# The dreaded crate



## FireStorm (Nov 9, 2013)

Do you ever crate him when you aren't leaving? Hans is the first dog I've crate trained (also the first puppy I've had - my previous dog was a rescue). We started out crating him at night to sleep and for short periods during the day (he doesn't sleep in our bed, it is really tall). He actually liked his crate (we are phasing it out now, since he is 6mos old and he isn't left alone much). I'm wondering if getting used to the crate for short periods with you there might help. So he doesn't just associate it with you leaving. I think Hans learned that his crate (and now his bed) was his personal spot where he could go if he wanted some space.


----------



## fjm (Jun 4, 2010)

Could you perhaps try an x-pen until he is crate trained? Still safe, but a bit less confining, and as the puppy pad is in the pen rather than the crate, it would not confuse his house training. There is a good description on Dog Star Daily of using a crate for short term confinement and a pen for longer periods.


----------



## Rachel76 (Feb 3, 2014)

fjm said:


> Could you perhaps try an x-pen until he is crate trained? Still safe, but a bit less confining, and as the puppy pad is in the pen rather than the crate, it would not confuse his house training. There is a good description on Dog Star Daily of using a crate for short term confinement and a pen for longer periods.


I plan on using Ian Dunbar's set up too. We have a larger airline crate and I have connected a puppy pen to the door. I am fortunate enough to be able to bring my puppy to work with me and she will have a very similar set up there too. I have taken a very shallow tub , put a grate in the bottom and a roll of sod/grass on top for her potty. That is placed so far from her bed as possible.

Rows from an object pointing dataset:
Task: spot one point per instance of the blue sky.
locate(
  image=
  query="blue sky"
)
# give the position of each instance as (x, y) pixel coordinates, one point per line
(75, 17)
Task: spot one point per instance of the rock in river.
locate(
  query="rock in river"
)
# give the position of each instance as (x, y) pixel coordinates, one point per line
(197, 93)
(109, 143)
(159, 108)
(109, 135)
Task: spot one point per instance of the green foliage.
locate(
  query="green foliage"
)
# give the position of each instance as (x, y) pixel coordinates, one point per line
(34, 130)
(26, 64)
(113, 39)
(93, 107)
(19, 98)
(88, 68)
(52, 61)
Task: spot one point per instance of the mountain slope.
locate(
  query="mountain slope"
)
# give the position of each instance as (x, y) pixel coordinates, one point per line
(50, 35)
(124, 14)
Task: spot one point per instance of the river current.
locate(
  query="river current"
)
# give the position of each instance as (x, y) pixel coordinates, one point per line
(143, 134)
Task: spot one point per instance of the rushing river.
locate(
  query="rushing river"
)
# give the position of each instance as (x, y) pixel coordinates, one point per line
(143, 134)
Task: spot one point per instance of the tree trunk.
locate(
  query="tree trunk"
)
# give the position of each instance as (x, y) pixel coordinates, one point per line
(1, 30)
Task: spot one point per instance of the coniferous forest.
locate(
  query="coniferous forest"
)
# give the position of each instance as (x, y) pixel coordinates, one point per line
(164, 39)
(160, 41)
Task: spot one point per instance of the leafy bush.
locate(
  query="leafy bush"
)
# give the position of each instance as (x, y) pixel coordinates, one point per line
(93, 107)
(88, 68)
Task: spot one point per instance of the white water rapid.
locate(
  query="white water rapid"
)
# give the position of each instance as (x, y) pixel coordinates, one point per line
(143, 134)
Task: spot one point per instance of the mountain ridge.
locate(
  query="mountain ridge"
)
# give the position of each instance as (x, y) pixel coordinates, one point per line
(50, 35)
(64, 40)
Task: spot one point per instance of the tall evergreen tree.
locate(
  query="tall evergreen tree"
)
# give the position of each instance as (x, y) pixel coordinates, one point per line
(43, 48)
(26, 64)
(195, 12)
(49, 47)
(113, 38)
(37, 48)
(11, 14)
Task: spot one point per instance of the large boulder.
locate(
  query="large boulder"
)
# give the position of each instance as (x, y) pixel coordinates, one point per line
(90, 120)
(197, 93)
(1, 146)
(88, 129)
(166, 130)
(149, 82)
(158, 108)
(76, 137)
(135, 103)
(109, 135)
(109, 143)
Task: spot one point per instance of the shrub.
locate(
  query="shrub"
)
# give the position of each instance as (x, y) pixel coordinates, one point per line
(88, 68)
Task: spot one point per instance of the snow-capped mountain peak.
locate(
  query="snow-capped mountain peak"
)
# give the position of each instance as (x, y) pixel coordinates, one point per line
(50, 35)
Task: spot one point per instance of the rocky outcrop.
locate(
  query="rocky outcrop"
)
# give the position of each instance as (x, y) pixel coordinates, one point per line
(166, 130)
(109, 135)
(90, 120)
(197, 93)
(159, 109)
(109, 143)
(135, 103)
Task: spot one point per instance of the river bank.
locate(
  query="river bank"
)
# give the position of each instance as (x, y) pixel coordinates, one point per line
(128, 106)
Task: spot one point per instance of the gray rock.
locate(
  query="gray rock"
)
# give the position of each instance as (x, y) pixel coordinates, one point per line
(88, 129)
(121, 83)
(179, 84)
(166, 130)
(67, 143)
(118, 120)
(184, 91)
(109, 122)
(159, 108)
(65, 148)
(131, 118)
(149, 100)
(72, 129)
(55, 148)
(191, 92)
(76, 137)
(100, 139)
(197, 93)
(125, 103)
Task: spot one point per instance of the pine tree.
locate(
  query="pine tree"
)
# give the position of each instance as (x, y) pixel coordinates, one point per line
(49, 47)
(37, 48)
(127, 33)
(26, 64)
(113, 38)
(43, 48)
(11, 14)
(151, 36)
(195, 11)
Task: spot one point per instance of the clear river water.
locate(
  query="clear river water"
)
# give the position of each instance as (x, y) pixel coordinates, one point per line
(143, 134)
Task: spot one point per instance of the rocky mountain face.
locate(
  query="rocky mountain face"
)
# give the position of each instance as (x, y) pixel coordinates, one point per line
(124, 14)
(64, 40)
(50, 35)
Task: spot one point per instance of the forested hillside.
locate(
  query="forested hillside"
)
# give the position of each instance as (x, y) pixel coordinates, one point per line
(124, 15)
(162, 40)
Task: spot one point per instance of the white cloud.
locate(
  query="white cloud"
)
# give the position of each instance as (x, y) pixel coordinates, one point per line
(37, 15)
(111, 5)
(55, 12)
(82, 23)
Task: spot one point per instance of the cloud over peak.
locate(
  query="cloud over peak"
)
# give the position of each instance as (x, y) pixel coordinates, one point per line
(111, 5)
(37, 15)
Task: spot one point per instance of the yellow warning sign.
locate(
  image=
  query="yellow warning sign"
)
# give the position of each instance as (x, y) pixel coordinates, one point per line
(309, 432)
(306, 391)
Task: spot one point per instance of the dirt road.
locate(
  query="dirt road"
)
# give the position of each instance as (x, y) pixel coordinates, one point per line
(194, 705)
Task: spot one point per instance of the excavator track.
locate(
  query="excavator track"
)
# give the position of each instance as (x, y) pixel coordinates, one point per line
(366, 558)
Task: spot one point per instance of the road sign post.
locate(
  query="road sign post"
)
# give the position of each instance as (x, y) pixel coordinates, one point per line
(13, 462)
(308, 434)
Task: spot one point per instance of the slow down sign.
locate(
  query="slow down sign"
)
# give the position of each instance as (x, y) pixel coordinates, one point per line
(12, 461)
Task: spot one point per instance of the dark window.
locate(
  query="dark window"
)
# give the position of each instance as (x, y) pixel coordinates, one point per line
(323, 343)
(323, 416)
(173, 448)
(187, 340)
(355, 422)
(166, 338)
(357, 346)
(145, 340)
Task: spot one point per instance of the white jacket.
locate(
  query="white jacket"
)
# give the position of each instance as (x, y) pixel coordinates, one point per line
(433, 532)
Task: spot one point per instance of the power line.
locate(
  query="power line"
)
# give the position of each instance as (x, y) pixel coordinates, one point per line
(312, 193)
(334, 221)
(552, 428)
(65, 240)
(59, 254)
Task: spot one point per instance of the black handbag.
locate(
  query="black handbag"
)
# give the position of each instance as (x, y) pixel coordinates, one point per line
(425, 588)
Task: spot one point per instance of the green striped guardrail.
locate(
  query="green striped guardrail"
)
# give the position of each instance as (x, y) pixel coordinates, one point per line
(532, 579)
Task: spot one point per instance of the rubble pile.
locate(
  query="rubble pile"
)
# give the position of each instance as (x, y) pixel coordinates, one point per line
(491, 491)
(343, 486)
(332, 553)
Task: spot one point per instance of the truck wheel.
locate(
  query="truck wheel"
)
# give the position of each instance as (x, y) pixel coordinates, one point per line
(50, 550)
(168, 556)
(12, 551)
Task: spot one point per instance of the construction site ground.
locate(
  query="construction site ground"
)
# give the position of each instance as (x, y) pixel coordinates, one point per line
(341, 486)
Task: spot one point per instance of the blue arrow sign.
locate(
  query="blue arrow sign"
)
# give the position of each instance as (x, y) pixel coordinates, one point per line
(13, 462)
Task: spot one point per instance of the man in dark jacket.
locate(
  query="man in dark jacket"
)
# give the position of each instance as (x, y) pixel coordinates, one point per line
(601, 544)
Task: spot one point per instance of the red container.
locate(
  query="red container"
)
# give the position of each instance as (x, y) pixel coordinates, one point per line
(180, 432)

§ **What to work on**
**1)** Can you summarize the crate training thread in two sentences?
**2)** Could you reproduce, word for word, everything in the crate training thread from "I plan on using" down to "bed as possible."?

§ **Answers to each task**
**1)** One poster, whose puppy Hans came to like his crate as a personal spot, suggests crating a dog for short periods while someone is there so he doesn't associate it only with being left alone. Another suggests an x-pen with the puppy pad inside until the dog is crate trained, and a third plans to connect a puppy pen to a larger airline crate, with a sod-topped potty tub placed as far from the bed as possible.

**2)**
I plan on using Ian Dunbar's set up too. We have a larger airline crate and I have connected a puppy pen to the door. I am fortunate enough to be able to bring my puppy to work with me and she will have a very similar set up there too. I have taken a very shallow tub , put a grate in the bottom and a roll of sod/grass on top for her potty. That is placed so far from her bed as possible.